RECORDS SUPPLIED:
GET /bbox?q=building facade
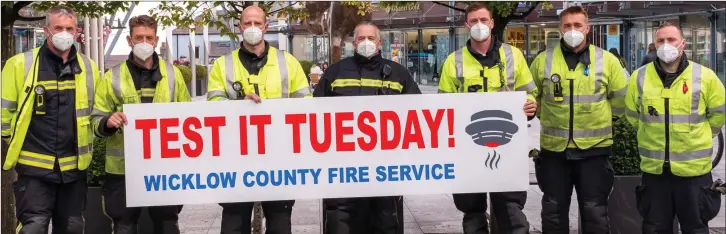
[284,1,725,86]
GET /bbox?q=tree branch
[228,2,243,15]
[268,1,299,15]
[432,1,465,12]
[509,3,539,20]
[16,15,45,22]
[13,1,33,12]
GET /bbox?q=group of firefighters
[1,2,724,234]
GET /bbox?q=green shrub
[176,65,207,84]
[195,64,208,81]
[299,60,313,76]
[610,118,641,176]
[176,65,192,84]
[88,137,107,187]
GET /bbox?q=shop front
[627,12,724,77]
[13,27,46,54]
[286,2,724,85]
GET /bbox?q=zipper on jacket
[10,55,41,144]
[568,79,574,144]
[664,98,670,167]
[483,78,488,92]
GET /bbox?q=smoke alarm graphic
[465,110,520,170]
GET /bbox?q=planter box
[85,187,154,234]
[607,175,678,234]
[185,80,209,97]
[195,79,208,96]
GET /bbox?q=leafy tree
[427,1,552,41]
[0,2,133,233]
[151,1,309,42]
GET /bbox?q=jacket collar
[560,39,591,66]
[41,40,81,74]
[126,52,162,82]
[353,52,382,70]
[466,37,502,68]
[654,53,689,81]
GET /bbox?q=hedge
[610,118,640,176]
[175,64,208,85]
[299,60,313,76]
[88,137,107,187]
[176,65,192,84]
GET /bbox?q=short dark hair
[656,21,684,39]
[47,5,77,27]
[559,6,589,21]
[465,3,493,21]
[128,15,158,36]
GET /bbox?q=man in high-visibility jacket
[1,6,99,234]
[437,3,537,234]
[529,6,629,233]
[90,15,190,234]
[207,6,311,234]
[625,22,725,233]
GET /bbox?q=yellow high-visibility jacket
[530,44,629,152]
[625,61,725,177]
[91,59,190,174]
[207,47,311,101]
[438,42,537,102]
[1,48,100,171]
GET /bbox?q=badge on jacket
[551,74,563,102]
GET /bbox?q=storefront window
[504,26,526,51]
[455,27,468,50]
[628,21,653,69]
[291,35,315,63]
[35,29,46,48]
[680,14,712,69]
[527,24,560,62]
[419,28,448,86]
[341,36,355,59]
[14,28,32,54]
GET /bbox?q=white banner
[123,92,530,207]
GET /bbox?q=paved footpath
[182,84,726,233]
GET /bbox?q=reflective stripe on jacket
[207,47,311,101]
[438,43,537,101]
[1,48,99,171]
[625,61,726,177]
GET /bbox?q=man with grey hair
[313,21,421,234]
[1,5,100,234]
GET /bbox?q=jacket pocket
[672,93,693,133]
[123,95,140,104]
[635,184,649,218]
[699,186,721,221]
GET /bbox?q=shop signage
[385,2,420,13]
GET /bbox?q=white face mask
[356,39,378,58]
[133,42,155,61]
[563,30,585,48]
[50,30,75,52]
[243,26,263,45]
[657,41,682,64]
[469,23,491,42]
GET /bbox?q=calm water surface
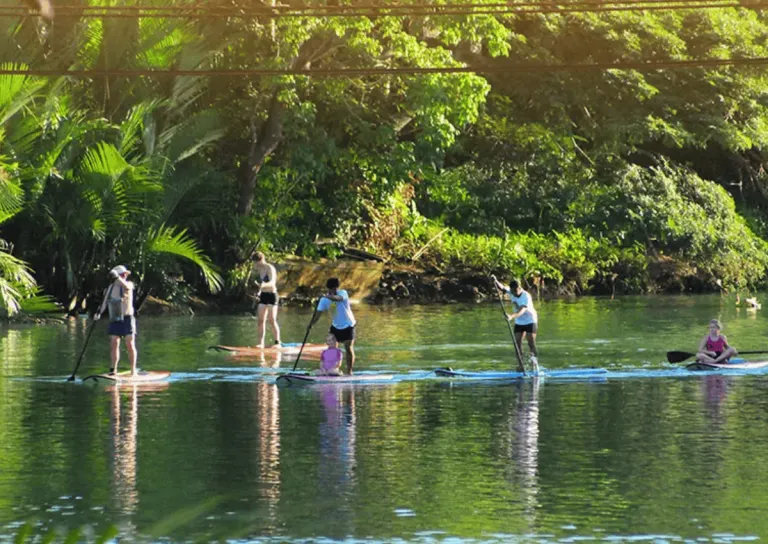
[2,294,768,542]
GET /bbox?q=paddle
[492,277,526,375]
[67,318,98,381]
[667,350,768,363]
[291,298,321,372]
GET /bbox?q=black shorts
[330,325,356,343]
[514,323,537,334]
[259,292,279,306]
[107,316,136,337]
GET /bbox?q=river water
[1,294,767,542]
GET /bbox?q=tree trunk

TASK DESCRIPTION: Return the lines of the data above in full and exactly, with no pictures.

RESULT OF THIS TASK:
GET /bbox?q=building facade
[284,1,725,86]
GET /bbox?q=tree branch
[228,2,243,15]
[268,1,299,15]
[432,1,465,12]
[509,3,539,20]
[16,15,45,22]
[13,1,33,12]
GET /bbox?q=group of firefighters
[1,2,724,234]
GET /bbox?q=green shrub
[176,65,207,84]
[195,64,208,81]
[299,60,313,76]
[610,118,641,176]
[176,65,192,84]
[88,137,107,187]
GET /bbox?q=shop front
[627,12,724,77]
[13,27,46,54]
[286,2,724,85]
GET /bbox?q=zipper on jacket
[10,55,41,144]
[568,79,574,144]
[664,98,670,167]
[483,78,488,92]
GET /bbox?q=smoke alarm graphic
[465,110,520,170]
GET /bbox?q=planter box
[85,187,154,234]
[607,175,678,234]
[185,80,209,97]
[195,79,208,96]
GET /bbox?q=leafy tree
[427,1,552,41]
[0,2,133,233]
[151,1,309,42]
GET /bbox?q=jacket collar
[560,39,591,66]
[41,40,81,74]
[126,52,162,82]
[353,52,382,70]
[466,37,502,68]
[654,53,689,81]
GET /bbox?q=hedge
[610,118,640,176]
[175,64,208,85]
[299,60,313,76]
[88,137,107,187]
[176,65,192,84]
GET /bbox?q=short dark hair
[656,21,684,39]
[47,5,77,27]
[559,6,589,21]
[465,3,493,21]
[128,15,158,36]
GET /bbox?q=man in high-visibility jacket
[1,6,99,234]
[437,3,537,234]
[529,6,629,233]
[90,15,190,234]
[207,6,311,234]
[625,22,725,233]
GET /bbox?q=yellow high-visibility jacket
[530,44,629,152]
[625,61,725,177]
[91,59,190,174]
[207,47,311,101]
[438,42,537,102]
[1,48,100,171]
GET /bbox?q=badge on jacket
[551,74,563,102]
GET /bbox?q=storefront window
[504,26,526,51]
[455,27,468,50]
[628,21,653,69]
[291,35,315,63]
[35,29,46,48]
[680,14,712,69]
[527,24,560,62]
[419,28,448,86]
[341,36,355,59]
[14,28,32,54]
GET /bbox?q=white banner
[123,92,530,207]
GET /bbox?q=paved footpath
[182,84,726,233]
GET /bbox?q=reflective stripe on jacket
[207,47,311,101]
[438,43,537,101]
[1,48,99,171]
[625,61,726,177]
GET /bbox?q=man with grey hair
[313,21,421,234]
[1,5,100,234]
GET /bbox?q=jacket pocket
[672,93,693,133]
[123,95,140,104]
[635,184,649,218]
[699,186,721,221]
GET /bbox?q=shop signage
[385,2,420,13]
GET /bbox?q=white face mask
[356,39,378,58]
[133,42,155,61]
[563,30,585,48]
[50,30,75,52]
[243,26,263,45]
[657,41,682,64]
[469,23,491,42]
GET /bbox?q=calm water surface
[2,294,768,542]
GET /bbox?q=paddle
[492,277,526,375]
[67,318,98,381]
[667,350,768,363]
[291,298,321,372]
GET /bbox?q=black shorts
[330,325,356,343]
[514,323,537,334]
[259,292,279,306]
[107,316,136,337]
GET /bbox?q=river water
[1,294,767,542]
GET /bbox?q=tree trunk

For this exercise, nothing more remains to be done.